Extract to read:
** BEGIN **

Why they match data centers
Technically, a cluster of 4-8 SMRs sums to 1-2 GW. Exactly the size of a hyperscaler campus. The combined footprint stays under 20 acres, manageable within an industrial property. Passive safety enables flexible siting—the NRC is debating rules to shrink emergency planning zones from 10 miles to less than half a mile.
Economically, the SMR PPA structure resembles a solar+battery purchase: the hyperscaler signs a 20-year take-or-pay, the vendor finances against that contract, the bank accepts it because the customer's credit (Google, Amazon) is AA+. This is exactly the model that unlocked 200 GW of utility-scale solar in the past decade.
Operationally, nuclear is baseload. An AI data center runs 24/7 at >90% load factor. Solar+storage costs less per peak MWh but cannot cover 8,760 hours per year without massive overbuilding. An SMR can.
What still doesn't work
Three problems remain open.
Component supply chain. Heavy forgings for pressure vessels come today from Japan Steel Works, Sfar (China), Doosan (Korea). Western capacity is limited. Building 50 SMRs in the US by 2035 requires capacity that does not exist today.
Certification timelines. NuScale took 8 years for its NRC design certificate. Gen IV will need similar cycles. The 2028-2030 timelines vendors quote assume the NRC introduces accelerated licensing (Part 53), currently in public consultation.

** END **

Dataset records:
** BEGIN **

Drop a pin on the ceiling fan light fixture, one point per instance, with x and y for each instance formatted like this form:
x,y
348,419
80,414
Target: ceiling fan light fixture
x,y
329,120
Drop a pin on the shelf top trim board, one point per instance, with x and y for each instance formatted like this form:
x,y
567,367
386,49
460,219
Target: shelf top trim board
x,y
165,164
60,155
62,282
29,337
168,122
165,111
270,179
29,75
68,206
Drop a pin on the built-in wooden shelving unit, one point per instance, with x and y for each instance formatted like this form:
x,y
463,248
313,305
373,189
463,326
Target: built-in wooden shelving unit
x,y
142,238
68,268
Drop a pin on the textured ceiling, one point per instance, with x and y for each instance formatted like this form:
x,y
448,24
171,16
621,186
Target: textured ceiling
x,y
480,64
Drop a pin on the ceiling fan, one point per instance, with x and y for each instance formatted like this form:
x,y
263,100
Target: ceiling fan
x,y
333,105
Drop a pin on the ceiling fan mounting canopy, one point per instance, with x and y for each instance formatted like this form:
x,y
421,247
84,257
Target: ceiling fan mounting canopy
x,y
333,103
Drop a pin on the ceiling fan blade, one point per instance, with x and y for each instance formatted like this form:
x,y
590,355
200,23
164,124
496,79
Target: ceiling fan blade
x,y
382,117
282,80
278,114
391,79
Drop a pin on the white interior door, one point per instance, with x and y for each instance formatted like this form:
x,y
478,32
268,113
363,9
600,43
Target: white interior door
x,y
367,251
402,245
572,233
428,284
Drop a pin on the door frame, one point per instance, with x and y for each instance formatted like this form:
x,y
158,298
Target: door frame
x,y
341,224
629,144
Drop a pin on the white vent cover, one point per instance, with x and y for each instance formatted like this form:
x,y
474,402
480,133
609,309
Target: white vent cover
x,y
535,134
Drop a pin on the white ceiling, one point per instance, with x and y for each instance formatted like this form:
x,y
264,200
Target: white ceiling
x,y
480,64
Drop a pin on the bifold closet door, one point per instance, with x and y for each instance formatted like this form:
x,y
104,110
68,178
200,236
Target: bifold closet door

** END **

Do this: Write the next part of the text on small modular reactors for data centers, starting after its last sentence. The records were taken from a different source than the text.

Solved problem:
Public acceptance. In Italy, Newcleo will operate outside the country until at least 2032. In Germany, the nuclear phase-out is politically cemented. Even where acceptance is growing (US, UK, Poland, Czech Republic), local siting takes 3-5 years of permitting. Poland has signed Westinghouse AP1000 on the large side and GE Hitachi BWRX-300 on the modular side—a signal that even "easy" markets prefer hedging technology bets.
A note on Gen IV versus Gen III+. Designs like Kairos KP-FHR and TerraPower Natrium operate at 600-700°C, not 320°C as in a traditional PWR. This potentially opens cogeneration (hydrogen, process heat, district heating). For data centers, though, waste heat remains a byproduct: what counts are electric MW. The "integrated reactor-DC-molten salt campus" promises that some vendors make stay theoretical until we see the first deployment.
Realistic timing
No commercial SMR on the grid before 2028-2029. The first will likely be BWRX-300 at Darlington (Ontario), followed by Natrium at Kemmerer and RoPower in Romania. Real scale-up—dozens of units per year—is a 2032-2035 story.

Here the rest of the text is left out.